> EXERCISE
Please output only the lines that begin at the line with "of the patterned" and run through the end of the entries below, exactly as written. Drop all pictures.

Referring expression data

※ ※ ※

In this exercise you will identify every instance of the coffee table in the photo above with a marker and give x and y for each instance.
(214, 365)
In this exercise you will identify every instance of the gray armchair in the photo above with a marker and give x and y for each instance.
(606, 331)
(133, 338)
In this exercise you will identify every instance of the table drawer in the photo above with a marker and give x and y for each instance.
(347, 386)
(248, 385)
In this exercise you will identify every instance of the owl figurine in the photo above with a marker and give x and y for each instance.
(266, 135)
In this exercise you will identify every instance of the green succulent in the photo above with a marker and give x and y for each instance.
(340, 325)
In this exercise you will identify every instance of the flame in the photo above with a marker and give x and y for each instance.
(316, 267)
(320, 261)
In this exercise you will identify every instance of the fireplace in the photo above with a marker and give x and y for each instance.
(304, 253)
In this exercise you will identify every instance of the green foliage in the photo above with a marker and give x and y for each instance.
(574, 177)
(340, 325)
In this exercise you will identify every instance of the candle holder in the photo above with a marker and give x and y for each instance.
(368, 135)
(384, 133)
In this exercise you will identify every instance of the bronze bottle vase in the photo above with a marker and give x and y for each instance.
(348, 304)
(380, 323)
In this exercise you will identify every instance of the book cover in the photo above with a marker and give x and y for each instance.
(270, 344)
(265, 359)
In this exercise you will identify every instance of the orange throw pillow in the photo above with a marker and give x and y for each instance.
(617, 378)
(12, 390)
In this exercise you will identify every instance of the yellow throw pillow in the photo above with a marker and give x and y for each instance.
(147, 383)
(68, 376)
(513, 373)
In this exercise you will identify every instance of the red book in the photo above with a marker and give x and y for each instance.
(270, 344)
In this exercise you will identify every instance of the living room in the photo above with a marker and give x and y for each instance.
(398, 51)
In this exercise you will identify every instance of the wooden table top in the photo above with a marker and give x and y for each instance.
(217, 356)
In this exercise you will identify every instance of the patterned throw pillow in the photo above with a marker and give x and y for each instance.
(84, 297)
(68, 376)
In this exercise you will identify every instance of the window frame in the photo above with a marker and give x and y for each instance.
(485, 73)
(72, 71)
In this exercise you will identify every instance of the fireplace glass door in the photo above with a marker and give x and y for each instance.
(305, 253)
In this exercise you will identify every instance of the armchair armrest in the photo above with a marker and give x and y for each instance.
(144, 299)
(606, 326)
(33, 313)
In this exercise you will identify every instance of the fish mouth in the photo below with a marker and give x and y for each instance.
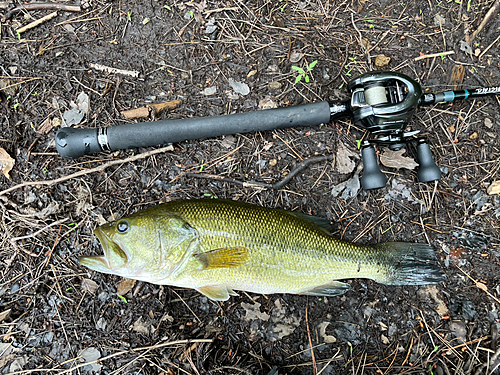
(114, 257)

※ ※ ※

> SOLUTION FOR THIS PROBLEM
In this exercise you will identify every instance of the patterned throw pillow in the photo above with a marker and give x and y for each instance.
(84, 297)
(68, 376)
In this exercise you will identify every instance of the window frame in the photo above with a marker and give x and y for each instance.
(485, 73)
(72, 71)
In this exercise you will identify every instance of the fireplace glass door in the photo above with a marker and give x and y for each instance.
(305, 253)
In this exercise you will identify every instance of the armchair armrest in the photo above with a marker and give x and y for each instance.
(144, 299)
(606, 326)
(33, 313)
In this exercise you will identify every instance of the fish mouth in the photo below with a marker and give x and y for each instance.
(114, 257)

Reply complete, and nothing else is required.